Texto fuente:
——————
No hace muchos días reapareció Camilo Sesto
con la última versión de su rostro, que cada vez más es un pastiche de sí
mismo. Para mí llegar a los 70 años calvo, arrugado y sin un gramo de bótox
constituirá un honor porque las huellas del paso del tiempo son como medallas
de guerra que se lucen a diario y no solo el día de la fiesta nacional. Pero
dejando a un lado la obsesión enfermiza de Camilo Sesto, reconozcamos que hay
quienes han sido depositarios de las iras del destino y, sin culpa alguna, son poco
agraciados, me refiero a ambos sexos; para ellos no significa ningún consuelo
ese estribillo de la “belleza interior” que escuchan benévolamente de sus
allegados, pues anhelan otra cosa.
——————
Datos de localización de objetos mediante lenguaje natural
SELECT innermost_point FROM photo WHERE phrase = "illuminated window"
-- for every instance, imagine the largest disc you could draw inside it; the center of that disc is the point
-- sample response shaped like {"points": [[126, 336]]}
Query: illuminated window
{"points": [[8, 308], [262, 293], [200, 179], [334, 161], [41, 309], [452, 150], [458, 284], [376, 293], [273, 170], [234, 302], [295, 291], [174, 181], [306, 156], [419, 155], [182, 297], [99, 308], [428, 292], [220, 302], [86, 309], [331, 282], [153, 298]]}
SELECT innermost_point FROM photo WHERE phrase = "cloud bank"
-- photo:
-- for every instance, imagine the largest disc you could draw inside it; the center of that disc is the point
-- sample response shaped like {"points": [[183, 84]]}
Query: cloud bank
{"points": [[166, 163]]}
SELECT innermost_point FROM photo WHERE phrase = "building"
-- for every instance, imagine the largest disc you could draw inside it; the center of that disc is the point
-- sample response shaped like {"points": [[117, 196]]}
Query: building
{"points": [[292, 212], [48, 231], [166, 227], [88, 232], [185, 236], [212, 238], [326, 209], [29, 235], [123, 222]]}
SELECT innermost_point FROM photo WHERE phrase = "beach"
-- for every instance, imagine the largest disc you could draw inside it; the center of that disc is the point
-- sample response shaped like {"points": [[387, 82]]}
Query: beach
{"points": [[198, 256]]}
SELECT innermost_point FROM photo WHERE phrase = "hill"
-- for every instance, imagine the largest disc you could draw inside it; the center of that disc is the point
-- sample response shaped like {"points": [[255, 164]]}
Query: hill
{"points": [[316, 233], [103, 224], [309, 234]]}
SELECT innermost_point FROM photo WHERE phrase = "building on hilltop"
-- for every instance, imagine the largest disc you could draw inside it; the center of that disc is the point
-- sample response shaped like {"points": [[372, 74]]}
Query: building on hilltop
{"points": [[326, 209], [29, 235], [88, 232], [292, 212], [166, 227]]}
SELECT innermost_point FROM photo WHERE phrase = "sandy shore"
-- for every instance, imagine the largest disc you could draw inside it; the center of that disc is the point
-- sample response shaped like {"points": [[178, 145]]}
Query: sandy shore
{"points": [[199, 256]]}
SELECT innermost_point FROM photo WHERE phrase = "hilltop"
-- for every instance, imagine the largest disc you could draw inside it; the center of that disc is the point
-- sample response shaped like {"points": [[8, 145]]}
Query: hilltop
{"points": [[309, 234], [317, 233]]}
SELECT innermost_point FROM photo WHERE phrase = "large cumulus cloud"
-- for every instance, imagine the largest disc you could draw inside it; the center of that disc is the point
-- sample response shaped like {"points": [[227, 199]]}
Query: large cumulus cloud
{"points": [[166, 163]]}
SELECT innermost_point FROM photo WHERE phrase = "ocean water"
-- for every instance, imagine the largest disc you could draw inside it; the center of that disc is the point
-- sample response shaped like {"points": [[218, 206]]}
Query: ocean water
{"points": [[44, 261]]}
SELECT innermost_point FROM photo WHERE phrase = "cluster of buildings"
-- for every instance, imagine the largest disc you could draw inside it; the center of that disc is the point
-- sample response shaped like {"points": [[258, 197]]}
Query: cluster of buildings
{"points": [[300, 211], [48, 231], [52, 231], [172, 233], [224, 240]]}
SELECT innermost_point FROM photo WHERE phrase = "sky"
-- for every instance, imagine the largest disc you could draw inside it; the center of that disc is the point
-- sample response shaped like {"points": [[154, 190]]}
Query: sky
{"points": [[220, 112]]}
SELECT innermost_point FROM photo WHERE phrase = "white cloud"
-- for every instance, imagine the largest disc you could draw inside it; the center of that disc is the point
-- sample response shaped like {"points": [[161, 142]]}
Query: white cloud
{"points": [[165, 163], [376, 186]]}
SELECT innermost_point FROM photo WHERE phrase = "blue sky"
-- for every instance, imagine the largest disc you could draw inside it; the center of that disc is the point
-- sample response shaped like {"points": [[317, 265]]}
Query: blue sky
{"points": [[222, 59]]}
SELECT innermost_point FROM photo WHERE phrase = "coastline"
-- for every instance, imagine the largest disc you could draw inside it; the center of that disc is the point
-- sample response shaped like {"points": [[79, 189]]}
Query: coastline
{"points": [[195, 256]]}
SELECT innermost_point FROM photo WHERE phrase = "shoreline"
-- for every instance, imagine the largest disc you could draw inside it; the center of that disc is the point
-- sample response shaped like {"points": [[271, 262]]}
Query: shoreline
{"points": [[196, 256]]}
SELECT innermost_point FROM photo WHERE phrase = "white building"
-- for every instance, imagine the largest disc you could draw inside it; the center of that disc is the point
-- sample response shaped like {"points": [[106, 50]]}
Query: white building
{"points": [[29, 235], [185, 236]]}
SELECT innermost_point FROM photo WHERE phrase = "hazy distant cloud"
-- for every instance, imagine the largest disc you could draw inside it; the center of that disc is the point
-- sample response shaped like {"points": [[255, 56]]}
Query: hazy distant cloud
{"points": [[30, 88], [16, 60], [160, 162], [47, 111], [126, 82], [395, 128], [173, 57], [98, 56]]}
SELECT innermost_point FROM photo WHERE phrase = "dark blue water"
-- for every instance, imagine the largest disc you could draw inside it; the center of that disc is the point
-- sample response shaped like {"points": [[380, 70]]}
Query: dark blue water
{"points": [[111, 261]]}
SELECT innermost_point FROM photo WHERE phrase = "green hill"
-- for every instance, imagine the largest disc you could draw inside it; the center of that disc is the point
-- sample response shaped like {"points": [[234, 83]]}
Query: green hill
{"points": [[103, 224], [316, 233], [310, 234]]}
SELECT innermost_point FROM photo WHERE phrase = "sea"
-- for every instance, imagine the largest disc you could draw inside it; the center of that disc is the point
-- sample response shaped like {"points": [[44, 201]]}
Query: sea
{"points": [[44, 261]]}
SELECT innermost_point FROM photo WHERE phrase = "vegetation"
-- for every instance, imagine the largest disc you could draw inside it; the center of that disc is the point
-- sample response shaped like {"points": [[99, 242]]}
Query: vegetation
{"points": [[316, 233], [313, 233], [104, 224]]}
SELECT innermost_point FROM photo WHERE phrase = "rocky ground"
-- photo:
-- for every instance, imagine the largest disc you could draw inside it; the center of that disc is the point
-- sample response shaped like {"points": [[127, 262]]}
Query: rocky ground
——————
Problema 1: Traduce al inglés esta oración del texto sobre Camilo Sesto: "No hace muchos días reapareció Camilo Sesto con la última versión de su rostro, que cada vez más es un pastiche de sí mismo."
Problema 2: Según el texto sobre Camilo Sesto, ¿a qué edad constituirá un honor llegar calvo, arrugado y sin un gramo de bótox?
Para resolver, básate solo en el texto.

Respuesta 1: Not many days ago, Camilo Sesto reappeared with the latest version of his face, which is increasingly a pastiche of itself.

Respuesta 2: A los 70 años.